> [Cosa fare]
• A. In base all'intervista sui rapporti tra Indonesia e Santa Sede, spiega in una, due o tre frasi perché monsignor Albertus Sugiyopranoto invitò il Vaticano a riconoscere l'indipendenza indonesiana.
• B. Indica soltanto il numero di righe dell'elenco che contengono la parola "window".

> [Testo]
···

Agenzi Fides
di Paolo Affatato
Roma (Agenzia Fides) - “La visita di Papa Francesco in Indonesia e la firma della Dichiarazione dell’Istiqlal, lo scorso settembre, sono state un coronamento delle relazioni diplomatiche tra l'Indonesia e la Santa Sede”: lo afferma Michael Trias Kuncahyono, Ambasciatore della Repubblica d’Indonesia presso la Santa Sede, in occasione del 75° anniversario dell’allaccio ufficiale dei rapporti diplomatici tra Indonesia e Santa Sede, avvenuto il 13 marzo del 1950. L’Agenzia Fides gli ha rivolto alcune domande
- Ambasciatore, può ricordare il contesto storico-politico in cui avvenne l'allaccio delle relazioni diplomatiche tra Santa Sede e Indonesia, 75 anni fa?
L'Indonesia aveva da poco completato il cammino per ottenere l'indipendenza dai colonizzatori olandesi: l'Indonesia si proclamò indipendente nel 1945. Ma all'epoca comunque c'erano ancora spinte coloniali da parte delle potenze europee, nel caso specifico degli olandesi. Fu allora il primo Vescovo indonesiano nativo, monsignor Albertus Sugiyopranoto che invitò il Vaticano a riconoscere l'indipendenza indonesiana. Non solo per l'affermazione dell'indipendenza dello Stato ma anche perché molti missionari erano ancora imprigionati dalle forze coloniali. Questo fatto poteva essere una buona spinta per ottenere il riconoscimento dell'Indonesia.

···

> [Dati forniti]
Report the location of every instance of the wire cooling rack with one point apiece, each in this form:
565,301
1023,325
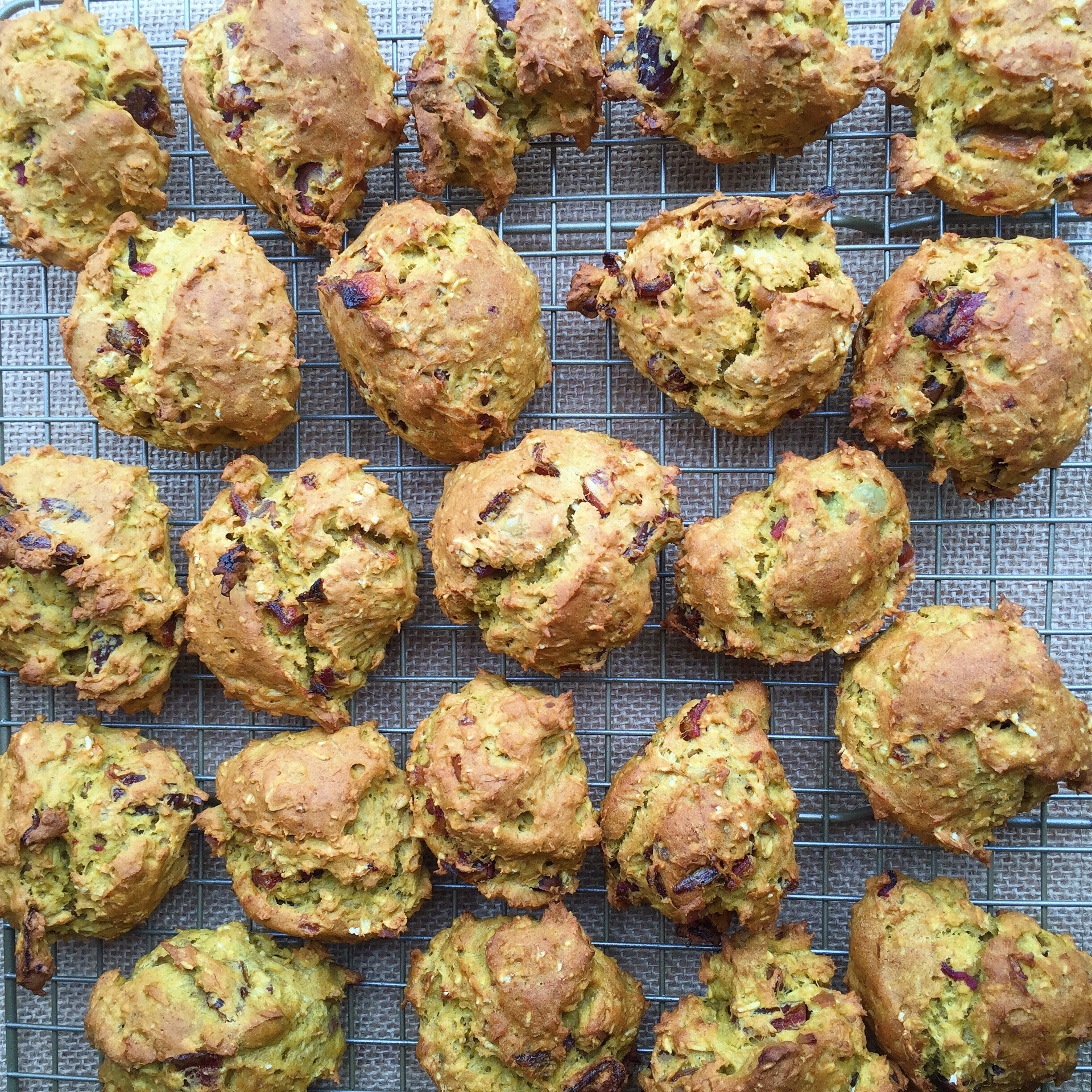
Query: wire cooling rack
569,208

···

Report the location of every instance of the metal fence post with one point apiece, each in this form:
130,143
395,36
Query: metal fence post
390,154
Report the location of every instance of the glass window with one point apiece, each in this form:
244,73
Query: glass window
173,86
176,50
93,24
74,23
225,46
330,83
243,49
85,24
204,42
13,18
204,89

···

> [Risposte ai compiti]
• A. Monsignor Albertus Sugiyopranoto invitò il Vaticano a riconoscere l'indipendenza indonesiana per affermare l'indipendenza dello Stato. Lo fece anche perché molti missionari erano ancora imprigionati dalle forze coloniali.

• B. 2